- _Exercise aim_:
Please transcribe exactly the lines from the first line of the records below through the line containing "Mark the region of the <item>dark walkway", including both, and omit all pictures.

•••••

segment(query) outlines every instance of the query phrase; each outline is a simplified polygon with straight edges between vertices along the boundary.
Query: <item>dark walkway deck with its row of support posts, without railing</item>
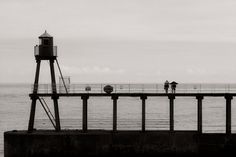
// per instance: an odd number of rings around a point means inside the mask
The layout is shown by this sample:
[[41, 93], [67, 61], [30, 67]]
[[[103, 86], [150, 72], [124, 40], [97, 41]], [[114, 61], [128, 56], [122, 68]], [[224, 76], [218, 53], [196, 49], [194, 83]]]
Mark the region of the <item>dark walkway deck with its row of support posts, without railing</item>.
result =
[[[69, 94], [30, 94], [30, 97], [80, 97], [83, 102], [83, 131], [86, 132], [87, 129], [87, 116], [88, 116], [88, 99], [90, 97], [110, 97], [113, 101], [113, 131], [116, 131], [117, 128], [117, 100], [120, 97], [139, 97], [142, 102], [142, 131], [145, 131], [145, 109], [146, 109], [146, 99], [148, 97], [167, 97], [169, 99], [169, 131], [174, 131], [174, 100], [176, 97], [193, 97], [196, 98], [197, 105], [197, 128], [198, 132], [202, 132], [202, 100], [204, 97], [224, 97], [226, 105], [226, 134], [231, 134], [231, 100], [236, 93], [174, 93], [174, 94], [165, 94], [165, 93], [115, 93], [115, 94], [106, 94], [106, 93], [69, 93]], [[60, 122], [60, 120], [59, 120]]]

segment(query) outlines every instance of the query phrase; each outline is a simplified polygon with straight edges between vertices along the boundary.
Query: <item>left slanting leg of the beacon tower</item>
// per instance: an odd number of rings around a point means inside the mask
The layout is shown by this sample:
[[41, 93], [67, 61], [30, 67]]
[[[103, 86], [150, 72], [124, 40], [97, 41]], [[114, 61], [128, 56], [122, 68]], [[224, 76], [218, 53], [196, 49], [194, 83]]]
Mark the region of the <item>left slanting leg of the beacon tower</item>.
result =
[[36, 60], [37, 67], [36, 67], [36, 73], [35, 73], [35, 80], [34, 80], [34, 86], [33, 86], [33, 94], [34, 96], [31, 97], [31, 109], [30, 109], [30, 118], [29, 118], [29, 124], [28, 124], [28, 132], [32, 132], [34, 129], [34, 118], [35, 118], [35, 109], [36, 109], [36, 102], [38, 97], [36, 94], [38, 93], [38, 82], [39, 82], [39, 72], [40, 72], [40, 60]]

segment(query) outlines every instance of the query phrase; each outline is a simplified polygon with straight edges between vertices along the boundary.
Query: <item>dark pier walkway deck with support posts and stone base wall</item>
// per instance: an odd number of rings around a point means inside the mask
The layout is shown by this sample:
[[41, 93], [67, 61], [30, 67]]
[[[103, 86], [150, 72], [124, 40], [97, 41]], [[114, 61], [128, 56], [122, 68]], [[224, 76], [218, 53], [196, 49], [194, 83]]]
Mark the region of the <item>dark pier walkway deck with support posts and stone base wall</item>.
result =
[[[11, 131], [4, 134], [5, 157], [17, 156], [100, 156], [100, 155], [232, 155], [236, 150], [236, 134], [231, 131], [231, 100], [236, 93], [37, 93], [31, 98], [80, 97], [82, 101], [82, 129], [61, 130], [60, 119], [55, 130]], [[91, 97], [108, 97], [113, 105], [112, 130], [88, 128], [88, 100]], [[118, 99], [139, 97], [142, 109], [140, 131], [117, 130]], [[166, 97], [169, 100], [169, 130], [146, 129], [146, 100]], [[193, 97], [197, 105], [197, 130], [174, 129], [175, 98]], [[226, 105], [225, 133], [202, 132], [202, 106], [206, 97], [222, 97]], [[56, 119], [54, 119], [56, 120]], [[59, 126], [56, 126], [59, 124]], [[59, 130], [58, 130], [59, 128]], [[14, 148], [14, 149], [13, 149]], [[24, 148], [24, 149], [22, 149]], [[12, 151], [14, 150], [14, 151]]]

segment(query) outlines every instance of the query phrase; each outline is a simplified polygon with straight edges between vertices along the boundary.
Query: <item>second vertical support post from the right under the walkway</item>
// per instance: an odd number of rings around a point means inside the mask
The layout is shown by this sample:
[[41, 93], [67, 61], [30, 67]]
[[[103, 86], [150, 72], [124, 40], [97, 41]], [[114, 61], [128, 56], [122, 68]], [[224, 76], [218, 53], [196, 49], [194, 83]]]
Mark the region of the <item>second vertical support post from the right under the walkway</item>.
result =
[[196, 96], [197, 99], [197, 130], [199, 133], [202, 133], [202, 100], [203, 96]]

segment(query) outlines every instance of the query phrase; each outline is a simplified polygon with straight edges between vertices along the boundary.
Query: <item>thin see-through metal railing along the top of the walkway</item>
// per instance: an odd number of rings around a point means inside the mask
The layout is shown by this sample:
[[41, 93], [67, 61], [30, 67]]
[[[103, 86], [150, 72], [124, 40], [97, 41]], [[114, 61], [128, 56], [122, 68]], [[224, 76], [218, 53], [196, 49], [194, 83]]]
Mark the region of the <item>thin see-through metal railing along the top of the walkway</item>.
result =
[[[105, 93], [104, 87], [113, 87], [112, 93], [165, 93], [163, 84], [66, 84], [68, 93]], [[38, 93], [66, 93], [63, 84], [38, 84]], [[34, 85], [32, 85], [33, 91]], [[171, 93], [171, 87], [168, 90]], [[176, 93], [236, 93], [236, 84], [178, 84]]]

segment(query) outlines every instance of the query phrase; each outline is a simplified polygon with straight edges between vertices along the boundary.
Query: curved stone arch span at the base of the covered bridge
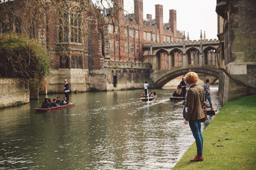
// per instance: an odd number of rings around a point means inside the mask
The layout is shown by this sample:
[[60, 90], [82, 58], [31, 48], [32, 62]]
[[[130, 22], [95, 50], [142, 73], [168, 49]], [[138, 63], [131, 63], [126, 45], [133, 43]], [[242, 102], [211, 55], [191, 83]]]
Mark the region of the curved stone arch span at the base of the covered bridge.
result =
[[[216, 71], [216, 69], [211, 68], [182, 68], [175, 69], [175, 70], [169, 70], [166, 73], [155, 73], [152, 75], [152, 80], [154, 81], [153, 86], [155, 88], [161, 88], [163, 87], [168, 81], [172, 80], [173, 78], [176, 78], [178, 76], [184, 75], [188, 73], [189, 71], [194, 71], [195, 73], [203, 73], [207, 75], [214, 76], [216, 78], [219, 78], [219, 71]], [[156, 80], [154, 80], [156, 78]]]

•••••

- _Exercise output_:
segment(query) outlines every instance of the query phrase; each outline is a simplified polygon with straight edges between vertices along the boundary.
Query: <item>dark walkway deck with its row of support posts, without railing</item>
// per instance: an odd number of rings around a point means inside the mask
The layout is shown by this sample:
[[41, 93], [67, 61], [30, 67]]
[[[103, 86], [150, 72], [124, 40], [97, 41]], [[114, 61], [128, 56], [122, 68]], [[224, 76], [218, 53], [196, 49], [194, 83]]]
Mark the region of the <item>dark walkway deck with its row of support posts, without railing</item>.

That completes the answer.